** begin Excerpted data **

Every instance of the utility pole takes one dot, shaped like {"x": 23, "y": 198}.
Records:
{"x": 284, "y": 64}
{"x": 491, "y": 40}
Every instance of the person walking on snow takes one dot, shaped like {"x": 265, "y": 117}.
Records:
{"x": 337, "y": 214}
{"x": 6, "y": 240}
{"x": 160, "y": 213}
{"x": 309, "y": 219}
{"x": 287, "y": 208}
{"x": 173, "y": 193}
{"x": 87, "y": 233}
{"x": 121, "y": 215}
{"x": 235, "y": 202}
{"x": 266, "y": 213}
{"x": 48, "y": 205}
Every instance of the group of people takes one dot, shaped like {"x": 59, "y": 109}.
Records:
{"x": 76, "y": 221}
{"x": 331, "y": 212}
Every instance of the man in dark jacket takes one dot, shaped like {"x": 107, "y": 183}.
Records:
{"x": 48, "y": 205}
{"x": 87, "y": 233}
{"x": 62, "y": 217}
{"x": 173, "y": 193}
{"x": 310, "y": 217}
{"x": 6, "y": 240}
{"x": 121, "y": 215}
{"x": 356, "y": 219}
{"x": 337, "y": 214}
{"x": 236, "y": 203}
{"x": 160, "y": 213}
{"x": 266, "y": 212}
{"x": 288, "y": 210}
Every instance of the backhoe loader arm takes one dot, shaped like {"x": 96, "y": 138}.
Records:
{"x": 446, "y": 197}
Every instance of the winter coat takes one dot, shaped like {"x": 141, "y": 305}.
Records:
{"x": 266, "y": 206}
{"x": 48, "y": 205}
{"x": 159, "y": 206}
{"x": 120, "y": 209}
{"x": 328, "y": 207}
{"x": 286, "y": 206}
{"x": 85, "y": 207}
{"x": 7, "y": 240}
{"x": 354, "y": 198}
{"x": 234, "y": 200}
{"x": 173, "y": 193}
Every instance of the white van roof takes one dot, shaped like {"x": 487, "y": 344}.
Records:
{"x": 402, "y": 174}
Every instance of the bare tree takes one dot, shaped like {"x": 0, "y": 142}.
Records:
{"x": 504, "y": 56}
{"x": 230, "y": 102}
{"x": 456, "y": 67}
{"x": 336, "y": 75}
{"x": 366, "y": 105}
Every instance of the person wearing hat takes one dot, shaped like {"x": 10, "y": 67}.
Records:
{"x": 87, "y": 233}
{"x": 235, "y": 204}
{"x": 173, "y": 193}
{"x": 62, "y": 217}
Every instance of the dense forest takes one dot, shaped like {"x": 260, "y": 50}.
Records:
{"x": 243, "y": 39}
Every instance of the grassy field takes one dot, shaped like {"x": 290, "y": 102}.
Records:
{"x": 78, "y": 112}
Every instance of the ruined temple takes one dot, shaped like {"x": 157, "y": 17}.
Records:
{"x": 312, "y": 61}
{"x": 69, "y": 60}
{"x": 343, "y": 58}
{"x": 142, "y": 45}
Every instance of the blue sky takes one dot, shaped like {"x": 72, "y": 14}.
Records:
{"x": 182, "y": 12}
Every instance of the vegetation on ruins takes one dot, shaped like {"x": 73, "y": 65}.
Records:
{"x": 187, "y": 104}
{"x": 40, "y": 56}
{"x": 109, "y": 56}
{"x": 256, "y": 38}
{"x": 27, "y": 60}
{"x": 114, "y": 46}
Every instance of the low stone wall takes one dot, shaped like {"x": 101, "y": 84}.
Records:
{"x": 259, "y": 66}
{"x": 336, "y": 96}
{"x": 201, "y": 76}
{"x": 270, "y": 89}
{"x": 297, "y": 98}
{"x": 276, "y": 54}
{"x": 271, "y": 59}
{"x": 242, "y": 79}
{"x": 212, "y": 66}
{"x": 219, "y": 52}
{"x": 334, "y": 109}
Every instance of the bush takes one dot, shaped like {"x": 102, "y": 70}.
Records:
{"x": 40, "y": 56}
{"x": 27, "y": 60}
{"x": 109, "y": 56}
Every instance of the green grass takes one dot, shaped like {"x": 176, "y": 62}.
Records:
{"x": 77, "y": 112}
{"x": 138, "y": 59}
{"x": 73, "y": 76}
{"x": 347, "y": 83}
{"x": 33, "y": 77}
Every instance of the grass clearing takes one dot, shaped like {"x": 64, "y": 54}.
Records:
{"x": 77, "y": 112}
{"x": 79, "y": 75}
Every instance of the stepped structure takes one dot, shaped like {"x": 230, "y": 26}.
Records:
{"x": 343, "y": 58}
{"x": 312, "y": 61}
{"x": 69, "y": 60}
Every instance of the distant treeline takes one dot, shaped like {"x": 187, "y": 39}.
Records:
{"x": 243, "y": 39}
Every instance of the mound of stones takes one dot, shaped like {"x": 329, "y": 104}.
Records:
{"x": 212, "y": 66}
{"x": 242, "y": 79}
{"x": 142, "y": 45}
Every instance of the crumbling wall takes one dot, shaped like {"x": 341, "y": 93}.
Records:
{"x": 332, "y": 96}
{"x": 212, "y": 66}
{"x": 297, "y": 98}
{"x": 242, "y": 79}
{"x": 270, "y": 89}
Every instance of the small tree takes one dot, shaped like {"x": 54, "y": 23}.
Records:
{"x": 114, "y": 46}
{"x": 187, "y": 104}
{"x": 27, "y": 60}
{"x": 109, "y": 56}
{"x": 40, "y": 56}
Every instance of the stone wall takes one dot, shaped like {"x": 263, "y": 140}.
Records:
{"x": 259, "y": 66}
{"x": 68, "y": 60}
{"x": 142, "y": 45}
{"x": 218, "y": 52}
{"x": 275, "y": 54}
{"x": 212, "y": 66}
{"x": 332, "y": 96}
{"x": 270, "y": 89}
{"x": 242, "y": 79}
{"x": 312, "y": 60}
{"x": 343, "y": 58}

** end Excerpted data **

## Work to be completed
Write out all of the records above, line by line and character for character, leaving nothing out and changing nothing.

## Response below
Every instance of the utility pole takes one dot, shaped like {"x": 23, "y": 198}.
Records:
{"x": 284, "y": 64}
{"x": 491, "y": 40}
Every instance of the person walking on snow takes one dot, shaped like {"x": 265, "y": 117}.
Records:
{"x": 337, "y": 214}
{"x": 6, "y": 240}
{"x": 160, "y": 213}
{"x": 309, "y": 219}
{"x": 287, "y": 208}
{"x": 173, "y": 193}
{"x": 87, "y": 233}
{"x": 121, "y": 215}
{"x": 235, "y": 202}
{"x": 266, "y": 213}
{"x": 48, "y": 205}
Every instance of the group of people takes one dot, shaped like {"x": 59, "y": 109}.
Records:
{"x": 76, "y": 221}
{"x": 331, "y": 212}
Every instance of the man in dark jacket takes one dot, shaped like {"x": 107, "y": 183}.
Records:
{"x": 48, "y": 205}
{"x": 87, "y": 233}
{"x": 62, "y": 217}
{"x": 173, "y": 193}
{"x": 310, "y": 217}
{"x": 6, "y": 240}
{"x": 121, "y": 215}
{"x": 356, "y": 219}
{"x": 337, "y": 214}
{"x": 236, "y": 203}
{"x": 160, "y": 213}
{"x": 266, "y": 212}
{"x": 288, "y": 210}
Every instance of the backhoe loader arm takes one dot, shaped like {"x": 96, "y": 138}.
Records:
{"x": 446, "y": 197}
Every instance of the winter coat takes one dot, shaped like {"x": 141, "y": 305}.
Records:
{"x": 266, "y": 206}
{"x": 48, "y": 205}
{"x": 159, "y": 206}
{"x": 120, "y": 209}
{"x": 328, "y": 207}
{"x": 286, "y": 206}
{"x": 85, "y": 207}
{"x": 7, "y": 240}
{"x": 354, "y": 198}
{"x": 234, "y": 200}
{"x": 173, "y": 193}
Every instance of the white van roof takes one dot, shaped like {"x": 487, "y": 344}.
Records:
{"x": 402, "y": 174}
Every instance of the bare tree takes one dot, shaped like {"x": 0, "y": 142}.
Records:
{"x": 504, "y": 56}
{"x": 230, "y": 102}
{"x": 456, "y": 67}
{"x": 336, "y": 75}
{"x": 366, "y": 105}
Every instance of the person wearing hat takes one dot, shaped like {"x": 10, "y": 67}.
Records:
{"x": 87, "y": 233}
{"x": 235, "y": 204}
{"x": 173, "y": 193}
{"x": 62, "y": 217}
Every instance of the dense forest takes one dot, shaped like {"x": 260, "y": 50}.
Records:
{"x": 243, "y": 39}
Every instance of the grassy field takes one dot, shaped like {"x": 290, "y": 102}.
Records:
{"x": 78, "y": 112}
Every instance of the ruined temple takes one dot, shaped like {"x": 157, "y": 17}.
Records:
{"x": 312, "y": 61}
{"x": 69, "y": 60}
{"x": 343, "y": 58}
{"x": 142, "y": 45}
Every instance of the blue sky takes one dot, shaped like {"x": 72, "y": 14}.
Records:
{"x": 182, "y": 12}
Every instance of the vegetation on ruins takes one dot, shaped like {"x": 73, "y": 65}.
Records:
{"x": 187, "y": 104}
{"x": 40, "y": 56}
{"x": 109, "y": 56}
{"x": 256, "y": 38}
{"x": 27, "y": 60}
{"x": 114, "y": 46}
Every instance of the low stone wall takes one dot, shaped like {"x": 101, "y": 84}.
Records:
{"x": 259, "y": 66}
{"x": 336, "y": 96}
{"x": 201, "y": 76}
{"x": 270, "y": 89}
{"x": 297, "y": 98}
{"x": 276, "y": 54}
{"x": 271, "y": 59}
{"x": 242, "y": 79}
{"x": 212, "y": 66}
{"x": 219, "y": 52}
{"x": 334, "y": 109}
Every instance of the bush takes one dot, shaped like {"x": 102, "y": 70}.
Records:
{"x": 40, "y": 56}
{"x": 27, "y": 60}
{"x": 109, "y": 56}
Every instance of the green grass takes one dot, shaped like {"x": 176, "y": 62}.
Records:
{"x": 77, "y": 112}
{"x": 138, "y": 59}
{"x": 73, "y": 76}
{"x": 347, "y": 83}
{"x": 33, "y": 77}
Every instance of the grass clearing takes one dot, shaped like {"x": 64, "y": 54}.
Records:
{"x": 77, "y": 112}
{"x": 79, "y": 75}
Every instance of the stepped structure takes one dot, shaped like {"x": 230, "y": 26}.
Records:
{"x": 343, "y": 58}
{"x": 312, "y": 61}
{"x": 69, "y": 60}
Every instance of the distant treeline takes one dot, shaped like {"x": 187, "y": 39}.
Records:
{"x": 243, "y": 39}
Every instance of the mound of stones takes one dot, shaped like {"x": 329, "y": 104}.
Records:
{"x": 212, "y": 66}
{"x": 242, "y": 79}
{"x": 142, "y": 45}
Every instance of the crumbling wall takes one dot, shaped like {"x": 341, "y": 93}.
Records:
{"x": 332, "y": 96}
{"x": 212, "y": 66}
{"x": 297, "y": 98}
{"x": 242, "y": 79}
{"x": 270, "y": 89}
Every instance of the small tree takes one dot, shaped like {"x": 54, "y": 23}.
Records:
{"x": 114, "y": 46}
{"x": 187, "y": 104}
{"x": 27, "y": 60}
{"x": 109, "y": 56}
{"x": 40, "y": 56}
Every instance of the stone wall takes one dot, shaped like {"x": 263, "y": 140}.
Records:
{"x": 259, "y": 66}
{"x": 68, "y": 60}
{"x": 142, "y": 45}
{"x": 218, "y": 52}
{"x": 275, "y": 54}
{"x": 212, "y": 66}
{"x": 332, "y": 96}
{"x": 270, "y": 89}
{"x": 242, "y": 79}
{"x": 312, "y": 60}
{"x": 343, "y": 58}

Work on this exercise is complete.